Set task:
Produce a word-for-word copy of the listing below without its pictures.

Excerpts of pointing data:
'''
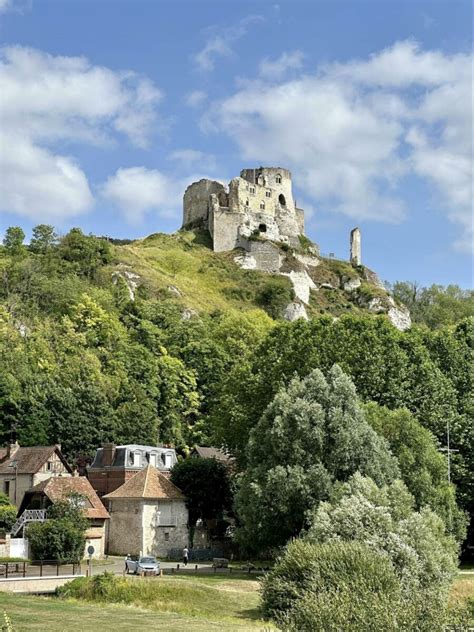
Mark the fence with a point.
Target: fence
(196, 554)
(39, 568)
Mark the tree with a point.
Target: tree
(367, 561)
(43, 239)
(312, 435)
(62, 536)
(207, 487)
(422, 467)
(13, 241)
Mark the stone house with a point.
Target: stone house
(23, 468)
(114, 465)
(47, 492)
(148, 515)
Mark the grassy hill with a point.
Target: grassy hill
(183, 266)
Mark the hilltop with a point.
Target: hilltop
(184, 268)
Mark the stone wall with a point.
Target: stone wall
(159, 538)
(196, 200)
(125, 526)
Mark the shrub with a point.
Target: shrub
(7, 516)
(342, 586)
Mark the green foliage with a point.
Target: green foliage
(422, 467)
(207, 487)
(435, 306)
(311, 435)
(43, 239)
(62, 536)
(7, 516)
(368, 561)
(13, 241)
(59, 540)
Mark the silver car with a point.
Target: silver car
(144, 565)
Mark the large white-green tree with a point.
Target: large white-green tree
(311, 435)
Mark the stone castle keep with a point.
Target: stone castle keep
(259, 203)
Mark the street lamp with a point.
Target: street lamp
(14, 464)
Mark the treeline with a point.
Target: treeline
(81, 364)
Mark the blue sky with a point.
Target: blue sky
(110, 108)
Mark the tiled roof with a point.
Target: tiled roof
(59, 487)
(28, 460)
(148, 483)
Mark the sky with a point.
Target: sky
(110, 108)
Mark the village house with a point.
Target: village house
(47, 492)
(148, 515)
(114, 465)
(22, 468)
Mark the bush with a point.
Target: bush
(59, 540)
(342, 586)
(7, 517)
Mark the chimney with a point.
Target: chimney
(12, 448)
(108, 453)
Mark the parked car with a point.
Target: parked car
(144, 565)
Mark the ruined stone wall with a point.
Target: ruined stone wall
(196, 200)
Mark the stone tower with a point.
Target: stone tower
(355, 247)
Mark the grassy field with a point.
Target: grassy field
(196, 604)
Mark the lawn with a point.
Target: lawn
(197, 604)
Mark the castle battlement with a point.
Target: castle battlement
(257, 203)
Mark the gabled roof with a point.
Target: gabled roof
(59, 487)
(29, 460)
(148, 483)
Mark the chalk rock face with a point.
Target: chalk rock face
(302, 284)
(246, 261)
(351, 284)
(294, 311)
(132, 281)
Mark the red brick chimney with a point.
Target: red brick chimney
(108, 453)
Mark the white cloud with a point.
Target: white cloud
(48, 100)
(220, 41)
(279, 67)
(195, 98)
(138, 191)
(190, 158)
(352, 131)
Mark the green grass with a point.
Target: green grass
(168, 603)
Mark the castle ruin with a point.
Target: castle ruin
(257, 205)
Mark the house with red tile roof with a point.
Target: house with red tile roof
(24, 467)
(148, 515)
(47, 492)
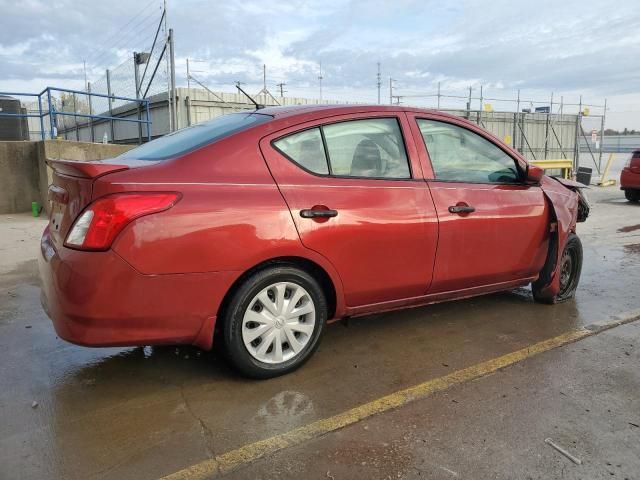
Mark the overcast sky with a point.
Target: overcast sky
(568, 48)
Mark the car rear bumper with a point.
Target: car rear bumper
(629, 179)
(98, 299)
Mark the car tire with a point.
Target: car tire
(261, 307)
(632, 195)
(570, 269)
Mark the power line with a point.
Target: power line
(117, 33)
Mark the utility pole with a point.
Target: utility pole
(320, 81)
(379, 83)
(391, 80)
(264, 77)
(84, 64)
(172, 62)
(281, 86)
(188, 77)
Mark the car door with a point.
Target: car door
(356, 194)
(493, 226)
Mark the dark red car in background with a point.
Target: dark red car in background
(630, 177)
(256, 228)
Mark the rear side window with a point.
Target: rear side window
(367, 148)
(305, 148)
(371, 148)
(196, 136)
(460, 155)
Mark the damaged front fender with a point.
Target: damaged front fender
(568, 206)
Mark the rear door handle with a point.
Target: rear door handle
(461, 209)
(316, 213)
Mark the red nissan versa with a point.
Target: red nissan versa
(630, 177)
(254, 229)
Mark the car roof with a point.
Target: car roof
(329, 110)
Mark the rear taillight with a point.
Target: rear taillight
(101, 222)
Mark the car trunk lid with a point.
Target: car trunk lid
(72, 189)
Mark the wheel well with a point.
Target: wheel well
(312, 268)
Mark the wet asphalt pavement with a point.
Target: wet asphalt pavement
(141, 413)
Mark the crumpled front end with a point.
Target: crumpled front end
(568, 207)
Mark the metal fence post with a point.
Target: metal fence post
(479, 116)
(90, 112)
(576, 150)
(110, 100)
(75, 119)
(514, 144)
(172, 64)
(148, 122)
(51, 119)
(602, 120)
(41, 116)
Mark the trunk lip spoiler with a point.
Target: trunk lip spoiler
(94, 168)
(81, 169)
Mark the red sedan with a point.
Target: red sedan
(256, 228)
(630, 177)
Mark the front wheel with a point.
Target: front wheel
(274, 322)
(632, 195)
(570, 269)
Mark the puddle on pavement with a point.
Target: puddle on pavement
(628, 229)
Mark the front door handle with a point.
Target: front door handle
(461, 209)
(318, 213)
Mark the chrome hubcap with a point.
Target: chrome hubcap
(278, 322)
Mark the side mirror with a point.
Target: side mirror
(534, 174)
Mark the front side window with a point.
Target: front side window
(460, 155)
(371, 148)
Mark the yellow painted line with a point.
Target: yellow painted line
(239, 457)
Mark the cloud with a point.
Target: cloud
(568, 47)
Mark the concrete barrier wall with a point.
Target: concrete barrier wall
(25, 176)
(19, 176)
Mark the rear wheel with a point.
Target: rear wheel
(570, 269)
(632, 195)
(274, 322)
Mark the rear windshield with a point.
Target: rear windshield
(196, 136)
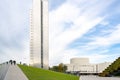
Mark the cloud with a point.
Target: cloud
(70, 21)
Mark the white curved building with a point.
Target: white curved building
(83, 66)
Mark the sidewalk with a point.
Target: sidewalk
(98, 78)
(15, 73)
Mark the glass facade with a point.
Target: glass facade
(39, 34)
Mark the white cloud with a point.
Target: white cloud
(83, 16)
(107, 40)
'''
The output:
Mark the fence with a point.
Target: fence
(196, 554)
(39, 568)
Mark the tree with a point.
Target: tree
(367, 561)
(43, 239)
(312, 435)
(62, 536)
(207, 487)
(422, 467)
(13, 241)
Mark the stone house with a point.
Target: stone house
(23, 468)
(114, 465)
(47, 492)
(148, 515)
Mark the grassy hill with a point.
Target: grassy hill
(183, 266)
Mark the hilltop with a point.
Target: hilltop
(184, 268)
Mark the stone wall with a point.
Target: stone wall
(159, 538)
(196, 200)
(125, 526)
Mark the shrub with a point.
Target: shrub
(7, 516)
(342, 586)
Mark the green foliage with a point.
Target: green foliage
(422, 467)
(207, 487)
(435, 306)
(311, 435)
(43, 239)
(62, 536)
(7, 516)
(368, 561)
(13, 241)
(59, 540)
Mark the silver car with a point.
Target: silver car
(144, 565)
Mark the large white-green tree with a point.
Target: large white-green tree
(311, 435)
Mark the stone castle keep with a point.
Target: stone castle keep
(259, 203)
Mark the street lamp with a point.
Target: street lamp
(14, 464)
Mark the treeline with a point.
Target: treeline
(81, 364)
Mark the blue sky with a point.
Target: blue sky
(110, 108)
Mark the tiled roof with a point.
Target: tiled roof
(59, 487)
(28, 460)
(148, 483)
Mark the sky with a point.
Target: sky
(110, 108)
Mark the village house with a point.
Target: village house
(47, 492)
(148, 515)
(114, 465)
(22, 468)
Mark the bush with a point.
Target: bush
(59, 540)
(342, 586)
(7, 517)
Mark the chimney with a point.
Target: chimney
(12, 448)
(108, 453)
Mark the parked car with a point.
Target: parked car
(144, 565)
Mark the ruined stone wall with a point.
Target: ruined stone wall
(196, 200)
Mark the stone tower with a point.
Target: stone tower
(355, 247)
Mark the grassy field with a point.
Target: grassy field
(196, 604)
Mark the lawn with a point.
Target: lawn
(197, 604)
Mark the castle battlement with a point.
Target: castle battlement
(257, 203)
Mark the gabled roof with a point.
Target: gabled roof
(59, 487)
(29, 460)
(148, 483)
Mark the chalk rock face with a point.
Target: chalk rock face
(302, 284)
(246, 261)
(351, 284)
(294, 311)
(132, 281)
Mark the red brick chimney with a point.
Target: red brick chimney
(108, 453)
Mark the white cloud with a point.
Target: white cloud
(48, 100)
(220, 41)
(279, 67)
(195, 98)
(138, 191)
(190, 158)
(352, 131)
Mark the green grass with a point.
Target: green grass
(168, 603)
Mark the castle ruin with a point.
Target: castle ruin
(257, 205)
Mark the house with red tile roof with a point.
Target: house with red tile roof
(24, 467)
(148, 515)
(47, 492)
Mark the overcast sky with a point.
Target: overcast sky
(568, 48)
Mark the car rear bumper with a point.
Target: car rear bumper
(629, 179)
(98, 299)
Mark the car tire with a point.
Target: car tire
(261, 307)
(632, 195)
(570, 269)
Mark the power line with a point.
Target: power line
(117, 33)
Mark the utility pole with a point.
Target: utility pole
(320, 81)
(379, 83)
(391, 80)
(264, 77)
(84, 64)
(172, 62)
(281, 86)
(188, 77)
Mark the car door with a point.
Target: car door
(356, 194)
(493, 226)
Mark the dark red car in background with a point.
Target: dark red car in background
(630, 177)
(256, 228)
Mark the rear side window with a point.
Target: rear side window
(367, 148)
(305, 148)
(371, 148)
(196, 136)
(460, 155)
Mark the damaged front fender with a point.
Target: damaged front fender
(568, 206)
Mark the rear door handle with a point.
Target: rear door handle
(461, 209)
(316, 213)
Mark the red nissan versa with a point.
Target: red nissan versa
(630, 177)
(254, 229)
Mark the car roof with a point.
Target: car roof
(329, 110)
Mark the rear taillight with a point.
Target: rear taillight
(101, 222)
Mark the car trunk lid with a point.
Target: car trunk lid
(72, 189)
Mark the wheel well with a point.
Target: wheel well
(312, 268)
Mark the wet asphalt pavement with a point.
Target: wet asphalt pavement
(141, 413)
Mark the crumpled front end with a point.
Target: crumpled front end
(568, 207)
Mark the metal fence post with a point.
Target: metal fence post
(479, 116)
(90, 112)
(576, 150)
(110, 100)
(75, 119)
(514, 144)
(172, 64)
(148, 122)
(51, 119)
(602, 120)
(41, 116)
Mark the trunk lip spoiler with a point.
Target: trunk lip spoiler
(94, 168)
(81, 169)
Mark the red sedan with a point.
Target: red sedan
(256, 228)
(630, 177)
Mark the front wheel with a point.
Target: front wheel
(274, 322)
(632, 195)
(570, 269)
Mark the puddle on pavement with a point.
Target: puddle on pavement
(628, 229)
Mark the front door handle with a point.
Target: front door handle
(461, 209)
(318, 213)
Mark the chrome hubcap with a point.
Target: chrome hubcap
(278, 322)
Mark the side mirror with a point.
Target: side mirror
(534, 174)
Mark the front side window with a point.
Target: front side window
(460, 155)
(371, 148)
Mark the yellow painted line with a point.
Target: yellow painted line
(239, 457)
Mark the cloud with a point.
Target: cloud
(568, 47)
Mark the concrete barrier wall with a point.
Target: concrete barrier wall
(25, 176)
(19, 176)
Mark the rear wheel with a point.
Target: rear wheel
(570, 269)
(632, 195)
(274, 322)
Mark the rear windshield with a point.
Target: rear windshield
(196, 136)
Mark the cloud with a point.
Target: cloud
(70, 21)
Mark the white curved building with a point.
Target: white curved building
(83, 66)
Mark the sidewalk with a point.
Target: sidewalk
(98, 78)
(15, 73)
Mark the glass facade with a point.
Target: glass facade
(39, 34)
Mark the white cloud with a point.
Target: white cloud
(83, 16)
(107, 40)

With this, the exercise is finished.